[EXTRACT TO READ]:
CRYInputModule.cc

/**************************************************************************
 * basf2 (Belle II Analysis Software Framework)                           *
 * Author: The Belle II Collaboration                                     *
 *                                                                        *
 * See git log for contributors and copyright holders.                    *
 * This file is licensed under LGPL-3.0, see LICENSE.md.                  *
 **************************************************************************/
 
#include <generators/modules/cryinput/CRYInputModule.h>
 
#include <framework/datastore/StoreArray.h>
#include <framework/gearbox/Unit.h>
#include <framework/utilities/FileSystem.h>
 
#include <string>
#include <vector>
#include <fstream>
#include <stdlib.h>  // For Ubuntu Linux
 
using namespace std;
using namespace Belle2;
 
//-----------------------------------------------------------------
//                 Register the Module
//-----------------------------------------------------------------
REG_MODULE(CRYInput)
 
//-----------------------------------------------------------------
//                 Implementation
//-----------------------------------------------------------------
 
CRYInputModule::CRYInputModule() : Module()
{
  //Set module properties
  setDescription(R"DOC(Generates cosmic showers with CRY.
 
The showers will be generated in the xz plane in a square plane of n bt n meters
centered at the IP (n can be choosen with the boxLength parameter). Then the
cosmics will be propagated from there to the boundary of the detector world volume.

[RECORDS PROVIDED]:
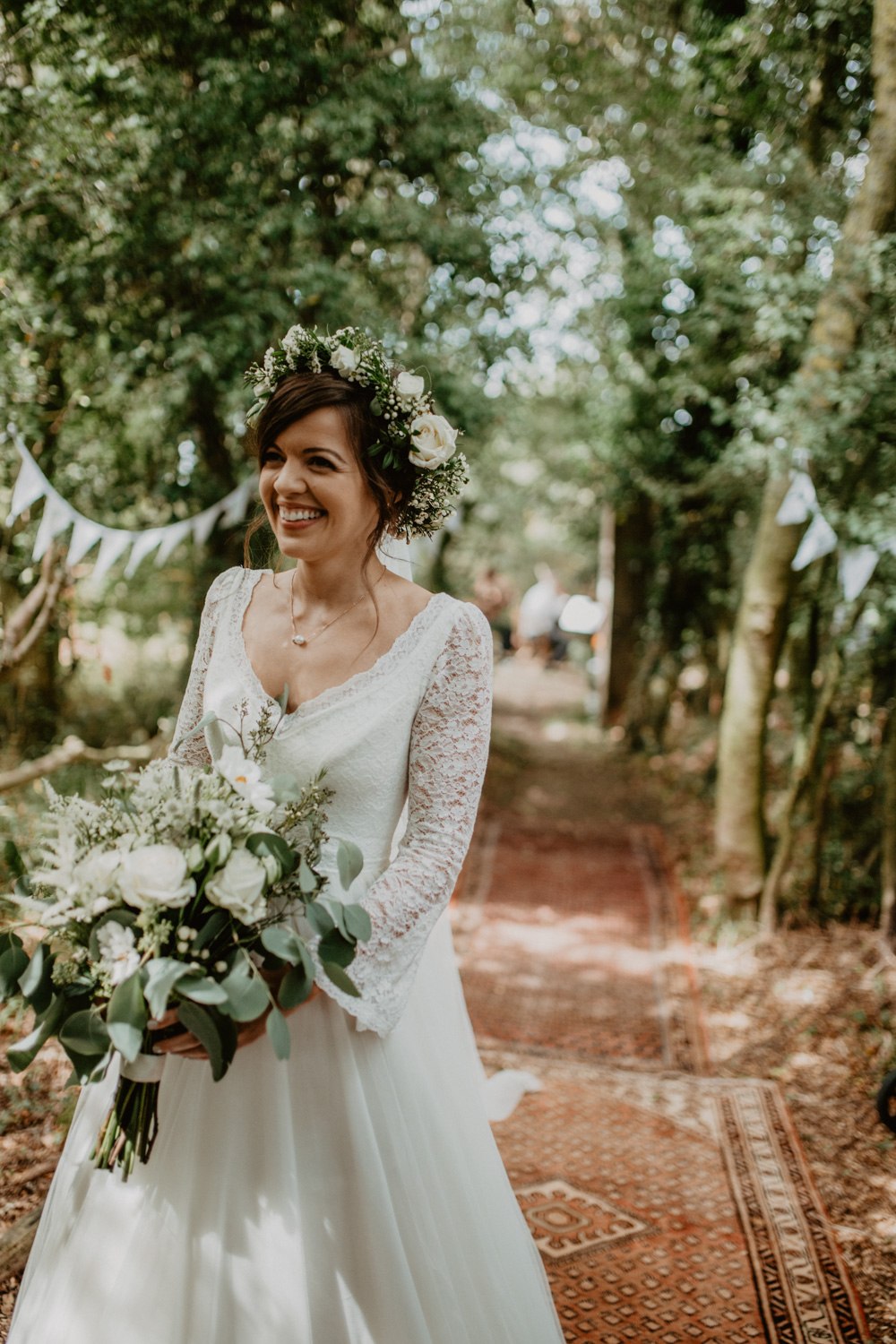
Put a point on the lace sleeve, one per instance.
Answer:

...

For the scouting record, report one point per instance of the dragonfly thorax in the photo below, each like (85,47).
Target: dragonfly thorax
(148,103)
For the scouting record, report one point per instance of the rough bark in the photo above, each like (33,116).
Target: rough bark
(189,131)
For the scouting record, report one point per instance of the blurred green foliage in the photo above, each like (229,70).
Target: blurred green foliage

...

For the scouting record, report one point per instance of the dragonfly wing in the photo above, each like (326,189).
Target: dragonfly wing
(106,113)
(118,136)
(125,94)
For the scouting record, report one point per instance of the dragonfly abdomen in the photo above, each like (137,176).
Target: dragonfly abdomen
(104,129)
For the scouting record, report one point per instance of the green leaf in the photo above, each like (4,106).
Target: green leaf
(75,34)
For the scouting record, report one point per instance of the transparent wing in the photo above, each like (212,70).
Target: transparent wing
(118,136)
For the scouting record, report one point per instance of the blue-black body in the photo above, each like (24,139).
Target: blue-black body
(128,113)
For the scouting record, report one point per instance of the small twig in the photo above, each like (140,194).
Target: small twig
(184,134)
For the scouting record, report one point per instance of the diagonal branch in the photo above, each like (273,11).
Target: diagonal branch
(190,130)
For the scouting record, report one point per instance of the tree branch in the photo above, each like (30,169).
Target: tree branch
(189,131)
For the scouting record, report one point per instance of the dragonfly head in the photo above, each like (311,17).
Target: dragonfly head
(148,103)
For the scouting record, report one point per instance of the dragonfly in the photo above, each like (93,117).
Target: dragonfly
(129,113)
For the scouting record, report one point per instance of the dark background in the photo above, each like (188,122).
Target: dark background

[PROBLEM SET]:
1/ In the CRYInputModule.cc source file above, turn the comment block that opens with "basf2 (Belle II Analysis Software Framework)" into a brief bulleted list that keeps its main facts.
2/ Continue the CRYInputModule.cc source file from its last line.

[OUTPUTS FOR THE TASKS]:
1/
- Software: basf2, the Belle II Analysis Software Framework
- Author: The Belle II Collaboration
- Contributors and copyright holders: listed in the git log
- License: LGPL-3.0 (see LICENSE.md)

2/
Finally, if the track would intersect with the acceptance volume the track is
kept. The acceptance volume can be either a sphere, a cylinder or a box centered
at the IP. This depends on how many values are given to the acceptance parameter.
)DOC");
  addParam("CosmicDataDir", m_cosmicdatadir, R"DOC(Directory that holds the cosmic
data for CRY. Empty string will look in the default location)DOC", std::string(""));
  addParam("acceptance", m_acceptance, R"DOC(Size of the acceptance volume.
This can be either be:
 
1. one value being the radius of a sphere
2. two values for the radius (in xy) and the half-length (in z) of a cylinder
3. three values for x,y,z half-length of a box
 
All volumes are centered around the IP. All values are in cm)DOC", m_acceptance);
  addParam("maxTrials", m_maxTrials, "Maximum number of trials per event", m_maxTrials);
  addParam("kineticEnergyThreshold", m_kineticEnergyThreshold,
           "Energy threshold [GeV]", m_kineticEnergyThreshold);
  addParam("timeOffset", m_timeOffset, "Time offset [s]", m_timeOffset);
  addParam("boxLength", m_boxLength, R"DOC(Length of the side of the square in
the xz plane in which CRY will generate cosmics in cm. Will be rounded down to
meters. According to the CRY documentation good values are 1, 3, 10, 30, 100 and
300m but anything in between should work as well. The default is 100m and should
be fine for almost all use cases.)DOC", m_boxLength);
  addParam("date", m_date, R"DOC(Date used for the generation: a string in the form of
'month-date-year'. The cosmic-ray distribution is adjusted to account for the eleven
year, sunspot cycle (the default solar minimum date is January 1, 2008).)DOC", m_date);
  addParam("returnGammas", m_returnGammas,
           "Whether or not CRY should return gammas", m_returnGammas);
  addParam("returnKaons", m_returnKaons,
           "Whether or not CRY should return kaons", m_returnKaons);
  addParam("returnPions", m_returnPions,
           "Whether or not CRY should return pions", m_returnPions);
  addParam("returnProtons", m_returnProtons,
           "Whether or not CRY should return protons", m_returnProtons);
  addParam("returnNeutrons", m_returnNeutrons,
           "Whether or not CRY should return neutrons", m_returnNeutrons);
  addParam("returnElectrons", m_returnElectrons,
           "Whether or not CRY should return electrons", m_returnElectrons);
  addParam("returnMuons", m_returnMuons,
           "Whether or not CRY should return muons", m_returnMuons);
}
 
void CRYInputModule::initialize()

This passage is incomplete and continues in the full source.